* [Work to be completed] The expected output is the first line of the data below and every line after it, up to and including the line containing "Target: gold picture frame", each reproduced exactly.

* [Input material]

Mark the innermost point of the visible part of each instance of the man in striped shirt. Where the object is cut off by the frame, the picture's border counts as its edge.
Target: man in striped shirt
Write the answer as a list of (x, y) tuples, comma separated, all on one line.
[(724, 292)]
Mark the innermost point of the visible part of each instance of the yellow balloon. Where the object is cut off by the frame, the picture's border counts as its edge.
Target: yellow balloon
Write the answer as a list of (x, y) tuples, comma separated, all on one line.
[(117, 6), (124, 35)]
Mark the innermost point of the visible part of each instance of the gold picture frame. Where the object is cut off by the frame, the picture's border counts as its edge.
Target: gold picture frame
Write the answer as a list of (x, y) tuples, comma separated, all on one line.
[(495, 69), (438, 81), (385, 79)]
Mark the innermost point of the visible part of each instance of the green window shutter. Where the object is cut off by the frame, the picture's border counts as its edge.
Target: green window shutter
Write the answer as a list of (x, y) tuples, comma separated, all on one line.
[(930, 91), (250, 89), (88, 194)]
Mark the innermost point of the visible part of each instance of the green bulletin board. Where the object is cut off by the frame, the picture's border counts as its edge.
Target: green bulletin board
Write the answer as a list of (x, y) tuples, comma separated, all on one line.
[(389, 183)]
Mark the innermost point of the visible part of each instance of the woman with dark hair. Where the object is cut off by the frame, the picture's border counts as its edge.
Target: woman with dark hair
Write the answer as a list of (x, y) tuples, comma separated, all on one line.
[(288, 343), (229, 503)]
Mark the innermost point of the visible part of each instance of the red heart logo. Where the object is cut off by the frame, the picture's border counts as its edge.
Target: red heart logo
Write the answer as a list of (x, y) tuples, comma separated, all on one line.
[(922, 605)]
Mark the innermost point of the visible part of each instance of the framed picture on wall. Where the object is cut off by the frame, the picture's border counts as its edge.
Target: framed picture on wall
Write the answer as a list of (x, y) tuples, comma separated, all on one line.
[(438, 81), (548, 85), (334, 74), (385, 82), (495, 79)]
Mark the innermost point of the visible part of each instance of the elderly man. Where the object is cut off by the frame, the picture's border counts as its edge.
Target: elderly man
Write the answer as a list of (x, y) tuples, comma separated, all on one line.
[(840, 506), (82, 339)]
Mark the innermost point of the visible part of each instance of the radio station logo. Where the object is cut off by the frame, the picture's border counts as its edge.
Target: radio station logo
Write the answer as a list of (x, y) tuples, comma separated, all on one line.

* [Output of the task]
Mark the innermost point of the visible part of each instance of the man in striped shirt. Where the object is cut off by the frame, the picture's border counts as its edge.
Target: man in striped shirt
Write the answer as a list of (x, y) tuples, comma separated, all on one line.
[(724, 292)]
Mark the innermost point of the visible part of each instance of the yellow balloon. Where the object is cut off by the frame, the picture's border counts as its edge.
Target: yellow balloon
Write the answer as a list of (x, y) tuples, comma separated, all on one line.
[(117, 6), (124, 35)]
Mark the innermost point of the visible part of each instance of the gold picture frame. Where the object is cut off by the frame, the picture's border counts as its edge.
Target: gold picture frame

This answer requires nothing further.